> TASK OBJECTIVE: In the listing below, find the line containing "dark suit in". Write out that line and every line after it to the end, exactly and only those.

(Data items)
= = = = = = =
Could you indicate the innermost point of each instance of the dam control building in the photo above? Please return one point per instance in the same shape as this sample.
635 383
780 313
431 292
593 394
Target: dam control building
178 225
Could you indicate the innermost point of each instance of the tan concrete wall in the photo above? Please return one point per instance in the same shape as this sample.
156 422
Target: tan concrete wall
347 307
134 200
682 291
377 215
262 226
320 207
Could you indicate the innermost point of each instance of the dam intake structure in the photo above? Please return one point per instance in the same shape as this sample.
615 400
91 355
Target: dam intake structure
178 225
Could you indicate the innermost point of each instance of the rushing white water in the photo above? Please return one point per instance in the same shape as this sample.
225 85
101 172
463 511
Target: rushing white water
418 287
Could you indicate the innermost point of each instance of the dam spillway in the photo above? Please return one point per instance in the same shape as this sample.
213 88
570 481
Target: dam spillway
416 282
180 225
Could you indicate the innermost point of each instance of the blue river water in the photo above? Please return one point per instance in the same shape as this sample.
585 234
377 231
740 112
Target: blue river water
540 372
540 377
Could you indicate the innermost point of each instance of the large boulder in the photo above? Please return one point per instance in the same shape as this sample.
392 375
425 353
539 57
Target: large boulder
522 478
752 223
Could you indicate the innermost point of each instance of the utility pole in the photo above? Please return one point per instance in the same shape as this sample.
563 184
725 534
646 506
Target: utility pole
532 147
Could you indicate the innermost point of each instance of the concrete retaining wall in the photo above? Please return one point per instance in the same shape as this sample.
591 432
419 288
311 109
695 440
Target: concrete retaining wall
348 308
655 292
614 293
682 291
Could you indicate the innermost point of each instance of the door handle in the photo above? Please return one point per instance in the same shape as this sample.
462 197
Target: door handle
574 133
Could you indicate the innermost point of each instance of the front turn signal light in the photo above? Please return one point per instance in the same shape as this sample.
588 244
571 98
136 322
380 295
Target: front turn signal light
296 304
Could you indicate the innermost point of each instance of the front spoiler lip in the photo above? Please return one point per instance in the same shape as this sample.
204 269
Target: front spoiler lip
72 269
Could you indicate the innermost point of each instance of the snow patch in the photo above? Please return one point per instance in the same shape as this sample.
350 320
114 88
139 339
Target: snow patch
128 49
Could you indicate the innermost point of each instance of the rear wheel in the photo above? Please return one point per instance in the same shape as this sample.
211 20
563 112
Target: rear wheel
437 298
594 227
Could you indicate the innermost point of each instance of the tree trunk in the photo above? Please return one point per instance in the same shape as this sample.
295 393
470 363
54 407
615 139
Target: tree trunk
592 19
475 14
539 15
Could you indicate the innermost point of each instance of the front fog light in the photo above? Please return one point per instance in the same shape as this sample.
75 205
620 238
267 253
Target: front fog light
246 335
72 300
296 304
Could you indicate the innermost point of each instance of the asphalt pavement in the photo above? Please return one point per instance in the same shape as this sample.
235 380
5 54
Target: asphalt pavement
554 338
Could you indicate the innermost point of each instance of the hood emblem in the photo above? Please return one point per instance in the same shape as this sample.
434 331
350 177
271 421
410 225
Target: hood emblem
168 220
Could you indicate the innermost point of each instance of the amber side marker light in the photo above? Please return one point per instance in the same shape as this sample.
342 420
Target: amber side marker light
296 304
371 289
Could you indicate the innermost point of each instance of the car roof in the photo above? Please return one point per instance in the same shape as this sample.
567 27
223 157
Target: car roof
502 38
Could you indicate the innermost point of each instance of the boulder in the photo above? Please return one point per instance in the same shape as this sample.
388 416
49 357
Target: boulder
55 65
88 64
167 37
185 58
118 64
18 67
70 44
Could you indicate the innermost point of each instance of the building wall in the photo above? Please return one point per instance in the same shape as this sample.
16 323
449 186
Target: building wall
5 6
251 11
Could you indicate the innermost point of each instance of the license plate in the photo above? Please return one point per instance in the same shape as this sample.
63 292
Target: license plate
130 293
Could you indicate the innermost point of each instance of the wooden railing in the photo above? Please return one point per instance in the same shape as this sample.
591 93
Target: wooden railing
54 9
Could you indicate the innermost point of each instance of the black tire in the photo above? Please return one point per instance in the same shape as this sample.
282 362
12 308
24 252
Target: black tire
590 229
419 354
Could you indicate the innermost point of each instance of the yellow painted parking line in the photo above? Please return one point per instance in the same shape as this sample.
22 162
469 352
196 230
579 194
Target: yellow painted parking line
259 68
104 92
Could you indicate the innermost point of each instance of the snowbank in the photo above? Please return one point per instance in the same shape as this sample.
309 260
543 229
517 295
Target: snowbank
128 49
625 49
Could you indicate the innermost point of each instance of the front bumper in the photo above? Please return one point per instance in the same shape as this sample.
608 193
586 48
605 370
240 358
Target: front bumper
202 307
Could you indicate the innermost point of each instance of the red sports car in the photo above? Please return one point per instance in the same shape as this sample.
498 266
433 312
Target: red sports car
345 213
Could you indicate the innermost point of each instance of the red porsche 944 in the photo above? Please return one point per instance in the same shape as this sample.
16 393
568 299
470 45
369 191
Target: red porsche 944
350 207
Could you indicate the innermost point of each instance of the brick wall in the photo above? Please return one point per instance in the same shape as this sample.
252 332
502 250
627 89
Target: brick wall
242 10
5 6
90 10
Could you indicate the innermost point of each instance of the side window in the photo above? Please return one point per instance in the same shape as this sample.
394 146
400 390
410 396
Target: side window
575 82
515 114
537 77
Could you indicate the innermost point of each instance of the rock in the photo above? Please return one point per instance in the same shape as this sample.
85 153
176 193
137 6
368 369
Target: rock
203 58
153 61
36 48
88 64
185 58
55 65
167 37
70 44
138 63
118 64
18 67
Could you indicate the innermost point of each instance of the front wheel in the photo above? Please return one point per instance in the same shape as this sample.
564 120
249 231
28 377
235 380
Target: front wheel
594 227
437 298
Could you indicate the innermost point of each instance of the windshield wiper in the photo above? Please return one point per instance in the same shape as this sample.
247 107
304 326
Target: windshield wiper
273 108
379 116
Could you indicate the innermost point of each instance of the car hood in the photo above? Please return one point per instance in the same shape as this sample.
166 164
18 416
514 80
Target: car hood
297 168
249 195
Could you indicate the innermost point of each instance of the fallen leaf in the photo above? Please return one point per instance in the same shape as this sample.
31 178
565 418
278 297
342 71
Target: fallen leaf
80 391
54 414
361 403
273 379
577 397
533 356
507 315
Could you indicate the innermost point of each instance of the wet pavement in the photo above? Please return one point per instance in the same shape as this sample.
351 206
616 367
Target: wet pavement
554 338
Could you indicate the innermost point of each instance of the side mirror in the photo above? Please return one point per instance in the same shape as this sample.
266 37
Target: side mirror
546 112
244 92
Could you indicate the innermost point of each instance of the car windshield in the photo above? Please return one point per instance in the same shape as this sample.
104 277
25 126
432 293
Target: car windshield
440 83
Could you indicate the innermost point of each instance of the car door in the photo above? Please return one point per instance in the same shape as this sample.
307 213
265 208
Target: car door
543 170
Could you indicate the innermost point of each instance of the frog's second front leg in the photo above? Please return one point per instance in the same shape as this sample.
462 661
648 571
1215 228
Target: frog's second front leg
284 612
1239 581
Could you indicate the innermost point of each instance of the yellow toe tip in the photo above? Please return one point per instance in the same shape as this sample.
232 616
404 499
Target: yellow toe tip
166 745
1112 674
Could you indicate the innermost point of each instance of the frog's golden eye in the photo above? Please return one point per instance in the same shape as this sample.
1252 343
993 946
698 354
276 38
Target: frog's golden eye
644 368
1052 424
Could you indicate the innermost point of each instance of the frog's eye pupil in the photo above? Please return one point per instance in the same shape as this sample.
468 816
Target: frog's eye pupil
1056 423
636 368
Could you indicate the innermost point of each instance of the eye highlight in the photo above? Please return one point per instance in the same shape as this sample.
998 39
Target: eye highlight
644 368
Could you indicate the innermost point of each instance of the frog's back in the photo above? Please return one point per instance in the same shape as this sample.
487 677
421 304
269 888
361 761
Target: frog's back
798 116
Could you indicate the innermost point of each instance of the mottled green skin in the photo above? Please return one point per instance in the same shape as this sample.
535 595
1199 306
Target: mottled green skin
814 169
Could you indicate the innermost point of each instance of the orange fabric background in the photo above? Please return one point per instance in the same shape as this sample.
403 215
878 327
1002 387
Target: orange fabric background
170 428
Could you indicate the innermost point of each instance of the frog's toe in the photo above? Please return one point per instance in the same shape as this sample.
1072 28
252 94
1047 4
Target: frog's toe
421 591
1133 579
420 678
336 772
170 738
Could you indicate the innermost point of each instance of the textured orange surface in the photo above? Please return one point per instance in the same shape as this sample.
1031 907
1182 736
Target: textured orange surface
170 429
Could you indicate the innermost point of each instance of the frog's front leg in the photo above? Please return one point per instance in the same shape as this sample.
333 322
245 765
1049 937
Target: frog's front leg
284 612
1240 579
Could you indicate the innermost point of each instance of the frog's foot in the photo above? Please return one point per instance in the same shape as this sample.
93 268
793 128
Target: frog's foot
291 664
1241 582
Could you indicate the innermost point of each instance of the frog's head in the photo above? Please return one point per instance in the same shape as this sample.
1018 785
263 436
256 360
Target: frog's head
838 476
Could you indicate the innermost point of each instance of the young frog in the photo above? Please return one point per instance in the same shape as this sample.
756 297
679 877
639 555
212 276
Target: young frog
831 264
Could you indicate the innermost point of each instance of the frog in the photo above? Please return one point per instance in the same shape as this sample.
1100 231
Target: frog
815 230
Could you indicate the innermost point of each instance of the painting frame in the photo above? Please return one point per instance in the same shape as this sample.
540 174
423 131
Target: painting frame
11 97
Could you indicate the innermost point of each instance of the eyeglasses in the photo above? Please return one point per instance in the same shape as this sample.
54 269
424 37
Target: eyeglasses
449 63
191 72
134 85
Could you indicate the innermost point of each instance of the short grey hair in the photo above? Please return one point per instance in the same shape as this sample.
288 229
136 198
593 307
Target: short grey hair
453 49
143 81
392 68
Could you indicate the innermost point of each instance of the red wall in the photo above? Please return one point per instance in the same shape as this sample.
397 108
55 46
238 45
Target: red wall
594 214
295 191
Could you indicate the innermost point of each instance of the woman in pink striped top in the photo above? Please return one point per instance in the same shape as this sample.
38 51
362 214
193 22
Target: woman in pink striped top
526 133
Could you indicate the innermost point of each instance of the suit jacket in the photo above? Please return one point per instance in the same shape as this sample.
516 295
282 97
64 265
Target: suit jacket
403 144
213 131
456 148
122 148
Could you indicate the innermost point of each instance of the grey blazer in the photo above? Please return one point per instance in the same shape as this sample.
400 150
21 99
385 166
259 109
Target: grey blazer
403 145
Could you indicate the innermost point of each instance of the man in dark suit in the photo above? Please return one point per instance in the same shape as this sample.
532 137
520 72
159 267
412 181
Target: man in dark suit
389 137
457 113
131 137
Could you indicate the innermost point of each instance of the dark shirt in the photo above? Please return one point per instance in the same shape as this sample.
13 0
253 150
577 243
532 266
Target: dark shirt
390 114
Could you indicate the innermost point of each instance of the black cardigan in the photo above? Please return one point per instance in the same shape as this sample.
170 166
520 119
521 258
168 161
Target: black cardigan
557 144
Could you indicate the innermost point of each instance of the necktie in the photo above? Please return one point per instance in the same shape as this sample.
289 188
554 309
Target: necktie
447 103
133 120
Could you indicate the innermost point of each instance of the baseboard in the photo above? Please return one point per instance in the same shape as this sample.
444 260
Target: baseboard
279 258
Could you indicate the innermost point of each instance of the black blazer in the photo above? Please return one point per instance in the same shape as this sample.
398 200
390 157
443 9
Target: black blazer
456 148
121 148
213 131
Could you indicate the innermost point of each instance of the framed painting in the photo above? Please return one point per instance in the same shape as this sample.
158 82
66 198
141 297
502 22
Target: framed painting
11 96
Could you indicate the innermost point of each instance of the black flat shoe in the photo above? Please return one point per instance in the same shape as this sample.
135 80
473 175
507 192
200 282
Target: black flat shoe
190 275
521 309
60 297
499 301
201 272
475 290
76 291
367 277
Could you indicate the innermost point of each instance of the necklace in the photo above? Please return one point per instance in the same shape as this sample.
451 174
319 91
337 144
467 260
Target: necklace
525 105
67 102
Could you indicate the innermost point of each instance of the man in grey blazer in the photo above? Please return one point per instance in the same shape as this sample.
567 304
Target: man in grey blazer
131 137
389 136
= = = = = = =
> COMPLETE ANSWER:
Could you indicate the innermost point of each instance of the man in dark suit in the photo above? Please return one point per instance in the same shape as this sample.
532 137
520 72
159 267
412 181
Target: man in dark suit
389 137
457 113
131 137
Could you indicate the innermost point of each instance of the dark shirt in the photo above? Please return one point per instance in the same shape as this sample.
13 0
253 150
577 243
532 266
Target: dark shirt
390 114
Could you indicate the innermost point of each instance of the black cardigan in the photo above? Please return one point per instance in the same shape as this sample.
170 166
520 119
521 258
168 161
Target: black cardigan
557 144
Could you indicate the innermost point of each instance of the necktie in the photo above? Please return one point per instance in the same shape as this sample.
289 188
554 309
Target: necktie
447 103
133 120
Could you indicate the innermost point of each instance of the baseboard in the photo above? Please return one point per instance in the same shape as this sample.
444 260
Target: baseboard
279 258
Could you indicate the innermost point of each instance of the black blazer in the photo above? Please return one point per instance in the same shape as this sample.
398 200
390 157
443 9
Target: black blazer
456 148
121 148
213 131
Could you indicate the innermost point of each instance of the framed painting in the photo above? Please return one point per instance in the same shape as this sample.
158 82
66 198
141 297
502 22
Target: framed painting
11 96
Could you indicate the innermost point of each instance of the black flat shoe in the photo above? Please return one point per instance in the same shape as this sample.
135 80
473 175
507 192
200 282
Target: black flat shoe
190 275
521 309
60 297
499 301
201 272
475 290
76 291
367 277
Could you indicate the innermost point of each instance of the necklace in the photo above? Please return one point per instance in the same shape as this sample.
451 174
319 91
337 144
467 260
Target: necklace
525 105
67 102
Could you indicate the innermost point of each instance of the man in grey blazer in the photo above? Please return one point per instance in the same shape as this sample.
567 304
Target: man in grey blazer
131 137
389 136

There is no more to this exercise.